** Start Data for this task **
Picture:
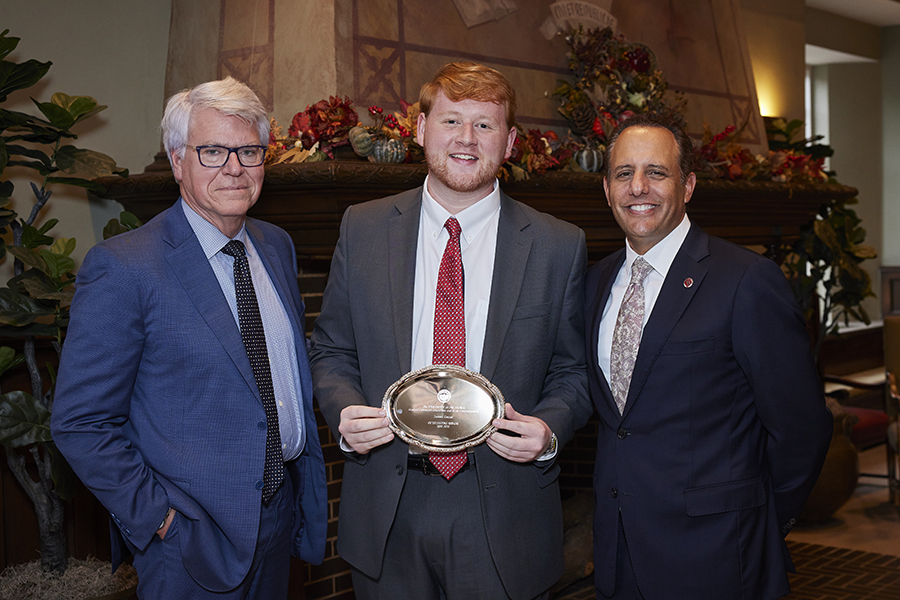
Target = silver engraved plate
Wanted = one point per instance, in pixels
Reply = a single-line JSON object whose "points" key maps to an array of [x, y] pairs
{"points": [[443, 408]]}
** End Data for this task **
● Goal of the exercise
Output the lines above verbatim, omitting the pictures.

● Response to this exercise
Picture:
Target = silver engraved plate
Wanted = one point per instance, in pixels
Reply = a single-line JSON object whose "points" key maps to an array of [x, y] pairs
{"points": [[443, 408]]}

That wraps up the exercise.